▶ The problem: Retype the records below exactly as they appear, but leave out any pictures.

▶ Material for this exercise:

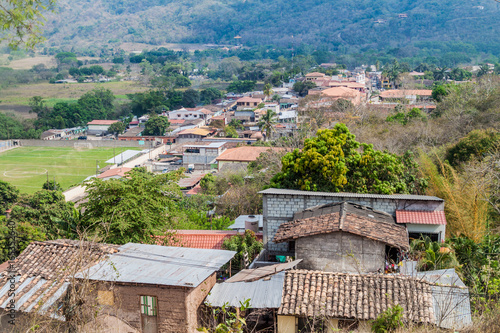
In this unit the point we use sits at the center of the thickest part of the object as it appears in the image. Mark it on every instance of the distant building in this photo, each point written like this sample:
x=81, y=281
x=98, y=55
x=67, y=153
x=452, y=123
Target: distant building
x=99, y=126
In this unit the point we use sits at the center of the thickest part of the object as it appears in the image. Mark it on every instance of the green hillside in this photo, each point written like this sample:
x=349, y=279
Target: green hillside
x=346, y=25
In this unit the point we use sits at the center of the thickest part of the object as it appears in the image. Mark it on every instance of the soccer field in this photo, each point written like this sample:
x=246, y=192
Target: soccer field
x=27, y=167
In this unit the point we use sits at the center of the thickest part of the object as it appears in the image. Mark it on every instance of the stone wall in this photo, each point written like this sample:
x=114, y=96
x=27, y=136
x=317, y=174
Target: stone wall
x=279, y=208
x=177, y=306
x=340, y=252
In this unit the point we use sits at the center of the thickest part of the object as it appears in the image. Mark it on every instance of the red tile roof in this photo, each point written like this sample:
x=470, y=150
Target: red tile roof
x=420, y=217
x=203, y=239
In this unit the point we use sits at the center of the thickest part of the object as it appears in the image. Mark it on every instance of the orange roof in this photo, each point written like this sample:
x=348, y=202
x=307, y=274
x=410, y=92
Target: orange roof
x=247, y=99
x=204, y=239
x=396, y=93
x=102, y=122
x=243, y=154
x=114, y=172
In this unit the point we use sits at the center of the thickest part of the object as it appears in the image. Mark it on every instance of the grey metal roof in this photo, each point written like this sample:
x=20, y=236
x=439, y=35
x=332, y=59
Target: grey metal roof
x=264, y=293
x=123, y=156
x=277, y=191
x=239, y=222
x=27, y=302
x=160, y=265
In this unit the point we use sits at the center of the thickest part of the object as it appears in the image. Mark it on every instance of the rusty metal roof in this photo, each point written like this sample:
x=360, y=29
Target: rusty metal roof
x=276, y=191
x=158, y=265
x=263, y=294
x=248, y=275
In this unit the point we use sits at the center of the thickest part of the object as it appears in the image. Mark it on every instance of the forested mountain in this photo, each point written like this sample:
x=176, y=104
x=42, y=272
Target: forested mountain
x=346, y=26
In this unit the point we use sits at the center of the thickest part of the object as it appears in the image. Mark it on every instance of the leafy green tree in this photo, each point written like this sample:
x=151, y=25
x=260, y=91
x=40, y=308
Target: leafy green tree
x=134, y=208
x=475, y=146
x=44, y=209
x=25, y=234
x=156, y=125
x=117, y=128
x=267, y=123
x=331, y=162
x=268, y=90
x=8, y=195
x=51, y=185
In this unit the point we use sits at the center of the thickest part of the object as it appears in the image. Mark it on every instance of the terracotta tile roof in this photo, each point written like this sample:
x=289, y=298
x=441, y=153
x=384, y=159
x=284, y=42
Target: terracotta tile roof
x=243, y=154
x=396, y=93
x=420, y=217
x=347, y=217
x=102, y=122
x=247, y=99
x=114, y=172
x=203, y=239
x=353, y=296
x=340, y=92
x=45, y=268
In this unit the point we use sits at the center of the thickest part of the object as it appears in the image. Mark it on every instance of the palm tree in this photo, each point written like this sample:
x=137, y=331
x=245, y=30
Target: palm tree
x=267, y=122
x=268, y=90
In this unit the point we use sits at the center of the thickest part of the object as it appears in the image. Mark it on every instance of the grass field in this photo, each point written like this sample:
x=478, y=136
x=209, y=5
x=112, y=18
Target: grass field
x=20, y=95
x=27, y=167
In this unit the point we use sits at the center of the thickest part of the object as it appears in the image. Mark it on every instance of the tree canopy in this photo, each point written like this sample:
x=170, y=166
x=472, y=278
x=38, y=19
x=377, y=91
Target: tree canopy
x=131, y=209
x=332, y=162
x=156, y=125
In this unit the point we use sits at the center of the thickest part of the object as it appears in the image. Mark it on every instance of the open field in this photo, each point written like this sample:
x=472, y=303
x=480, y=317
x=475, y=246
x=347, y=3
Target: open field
x=27, y=167
x=52, y=93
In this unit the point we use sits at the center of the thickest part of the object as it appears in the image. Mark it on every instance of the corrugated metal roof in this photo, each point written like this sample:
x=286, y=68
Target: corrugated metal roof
x=247, y=275
x=264, y=293
x=123, y=156
x=450, y=298
x=420, y=217
x=161, y=265
x=276, y=191
x=239, y=222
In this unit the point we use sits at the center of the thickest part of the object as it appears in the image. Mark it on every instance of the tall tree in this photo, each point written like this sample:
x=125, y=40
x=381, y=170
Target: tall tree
x=132, y=209
x=268, y=90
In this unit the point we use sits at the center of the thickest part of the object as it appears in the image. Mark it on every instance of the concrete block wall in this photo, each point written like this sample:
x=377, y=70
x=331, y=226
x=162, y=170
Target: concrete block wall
x=340, y=252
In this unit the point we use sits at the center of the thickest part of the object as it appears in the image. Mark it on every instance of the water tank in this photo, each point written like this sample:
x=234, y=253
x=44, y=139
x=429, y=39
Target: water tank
x=252, y=223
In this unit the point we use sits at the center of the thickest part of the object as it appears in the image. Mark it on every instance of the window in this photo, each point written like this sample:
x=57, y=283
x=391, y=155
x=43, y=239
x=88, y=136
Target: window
x=149, y=314
x=149, y=305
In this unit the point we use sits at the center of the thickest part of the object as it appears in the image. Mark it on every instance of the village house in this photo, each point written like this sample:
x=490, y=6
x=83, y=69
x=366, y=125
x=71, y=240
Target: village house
x=247, y=103
x=203, y=153
x=241, y=156
x=190, y=114
x=151, y=288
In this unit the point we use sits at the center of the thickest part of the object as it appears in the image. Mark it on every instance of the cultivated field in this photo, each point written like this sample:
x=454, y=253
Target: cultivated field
x=52, y=93
x=27, y=167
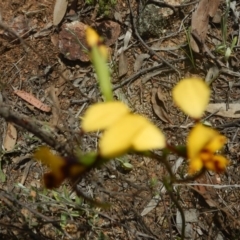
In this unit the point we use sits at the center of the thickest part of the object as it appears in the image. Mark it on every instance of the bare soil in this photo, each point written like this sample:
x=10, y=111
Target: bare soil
x=36, y=65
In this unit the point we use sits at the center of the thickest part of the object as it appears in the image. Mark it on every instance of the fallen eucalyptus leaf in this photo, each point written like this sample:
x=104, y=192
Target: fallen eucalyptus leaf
x=59, y=11
x=158, y=104
x=10, y=137
x=139, y=61
x=220, y=109
x=122, y=65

▶ Final answer:
In this unit the point we use sits at the center of the thickest part of the object as it appears in the image. Mark it on every instance of the distant building in this photo, each point written like this sample:
x=81, y=281
x=98, y=55
x=67, y=153
x=452, y=123
Target: distant building
x=99, y=126
In this unit the point we use sits at the center of the thickest part of the object as it appears in the image. Mark it on every instance of the green hillside in this photo, each point written like this sample:
x=349, y=279
Target: green hillside
x=346, y=25
In this unit the point we use sits at the center of the thickest part of the object as it appears in the image. Mark it on every instance of the soccer field in this photo, each point written like this sample:
x=246, y=192
Target: soccer field
x=27, y=167
In this unit the point we use sits at the center of the thickest part of the object as it appears in the image. Mark it on every instance of the stone wall in this photo, each point written like this sample:
x=114, y=96
x=27, y=136
x=317, y=174
Target: stone wall
x=279, y=208
x=177, y=306
x=340, y=252
In this unit the point we use sits at the center of the thickest part of the object as it appears in the image. Mark it on every instance of the red tile roof in this photo, each point written like this sample:
x=470, y=150
Target: red tile roof
x=420, y=217
x=203, y=239
In this unit the point we use sits at the center of the thickest part of the object as it appears in the image. Mark it on every instance of the orange roof in this photo, each point written like this sample:
x=348, y=202
x=307, y=274
x=410, y=92
Target: orange roof
x=247, y=99
x=204, y=239
x=396, y=93
x=102, y=122
x=243, y=154
x=114, y=172
In this unit the point we use sits at the center of the thickest part of the object as it appears in the image. Mark it on every instance of the grey metal roof in this photo, each point written like this sample:
x=20, y=236
x=439, y=35
x=332, y=59
Target: grey metal roof
x=264, y=293
x=123, y=156
x=277, y=191
x=239, y=222
x=27, y=302
x=160, y=265
In this unit the point we use sits at the center of the thickest part of the object as it appears in the image. Mark it on every instance of the rusty metal roof in this photo, each point written like this sample:
x=360, y=29
Target: rusty metal roof
x=276, y=191
x=158, y=265
x=263, y=294
x=248, y=275
In this unit the point we use sits at the center of the thickest part of the object as it appears in the image. Mark it on every instance of the forested mountain in this photo, each point written like this sample:
x=176, y=104
x=42, y=272
Target: forested mountain
x=346, y=26
In this unit the point we use sits at the center of the thickest part of the object as it appears in the image. Mark it on every instance of the leafy green tree in this photo, each point written like this sample:
x=151, y=25
x=260, y=91
x=40, y=308
Target: leafy green tree
x=134, y=208
x=475, y=146
x=44, y=209
x=25, y=234
x=156, y=125
x=117, y=128
x=267, y=123
x=331, y=162
x=268, y=90
x=8, y=195
x=51, y=185
In this unit the point we use sits at the center of the thickest part of the object as it appears in the image. Mark it on every instance of the terracotta tile roof in this photo, each point written like this sample:
x=289, y=298
x=441, y=153
x=384, y=159
x=284, y=42
Target: terracotta tile roof
x=243, y=154
x=396, y=93
x=420, y=217
x=347, y=217
x=102, y=122
x=247, y=99
x=114, y=172
x=203, y=239
x=353, y=296
x=340, y=92
x=45, y=268
In this unit the point we use sits at the center of the thickest part of the object as it appears in the image. Mark it on every instance of the palm tree in this photo, each point written like this sample:
x=137, y=331
x=245, y=30
Target: palm tree
x=267, y=122
x=268, y=90
In this unit the point we use sits at the center of the thickest part of the object as it appears in the image. Mark it on every instance of the grass field in this photo, each point written like this sample:
x=478, y=136
x=209, y=5
x=112, y=18
Target: grass field
x=20, y=95
x=27, y=167
In this unit the point we use sits at the center of the thickest part of the object as it appears in the image. Mark it on every instance of the tree canopy in this photo, each point written like this sample:
x=170, y=166
x=472, y=278
x=38, y=19
x=377, y=91
Target: tree canopy
x=131, y=209
x=332, y=162
x=156, y=125
In this unit the point we use sits at the center of the thickest part of the object as it appears in the image. Mark it on every instance of the open field in this photo, each point written like this sample:
x=472, y=303
x=480, y=317
x=475, y=246
x=347, y=3
Target: open field
x=27, y=167
x=52, y=93
In this unit the point we use sits at the center of the thickest part of the object as it appears in the image. Mark it on every instance of the corrugated metal roof in this photo, each point written like this sample:
x=286, y=68
Target: corrugated metal roof
x=247, y=275
x=264, y=293
x=123, y=156
x=450, y=298
x=420, y=217
x=161, y=265
x=276, y=191
x=239, y=222
In this unit the point we use sits at the center of the thickest part of the object as it appears in the image. Mark it on every instance of the tall tree in this photo, each point written like this sample:
x=125, y=40
x=381, y=170
Target: tall tree
x=132, y=209
x=268, y=90
In this unit the point we use sits at the center of the thickest part of the object as it appears in the image. Mark it on every instance of the concrete block wall in this photo, each point written like this sample:
x=377, y=70
x=331, y=226
x=162, y=170
Target: concrete block wall
x=340, y=252
In this unit the point we use sits at the center of the thickest part of the object as it appears in the image. Mark it on every instance of the water tank in this photo, each point written like this sample:
x=234, y=253
x=44, y=139
x=429, y=39
Target: water tank
x=252, y=223
In this unit the point we use sits at the center of the thickest part of the object as it appears in the image. Mark it on every instance of the window in this photo, each point written like this sample:
x=57, y=283
x=391, y=155
x=43, y=239
x=88, y=136
Target: window
x=149, y=314
x=149, y=305
In this unit the point we use sits at the center of the thickest part of the object as it appears in the image. Mark it on every instance of the village house in this photo, each point written like this sample:
x=490, y=6
x=83, y=69
x=366, y=125
x=71, y=240
Target: village house
x=247, y=103
x=203, y=153
x=241, y=156
x=190, y=114
x=151, y=288
In this unit the point we use sits at the center of the thickest part of the object as it appears in the image. Mark it on every instance of the cultivated field in this photo, each point written like this sample:
x=454, y=253
Target: cultivated field
x=52, y=93
x=27, y=167
In this unit the point we use sits at the center of the thickest part of the object as it appears in the image. Mark it on every instance of the bare soil in this photo, each point written like this sample:
x=10, y=111
Target: bare soil
x=36, y=65
In this unit the point we use sits at the center of the thickest part of the object as it appears in the image. Mark it on every instance of the fallen eucalyptus leaf in this photo, each point written like this sample:
x=104, y=192
Target: fallen eucalyptus leaf
x=59, y=11
x=158, y=104
x=10, y=137
x=139, y=61
x=220, y=109
x=122, y=65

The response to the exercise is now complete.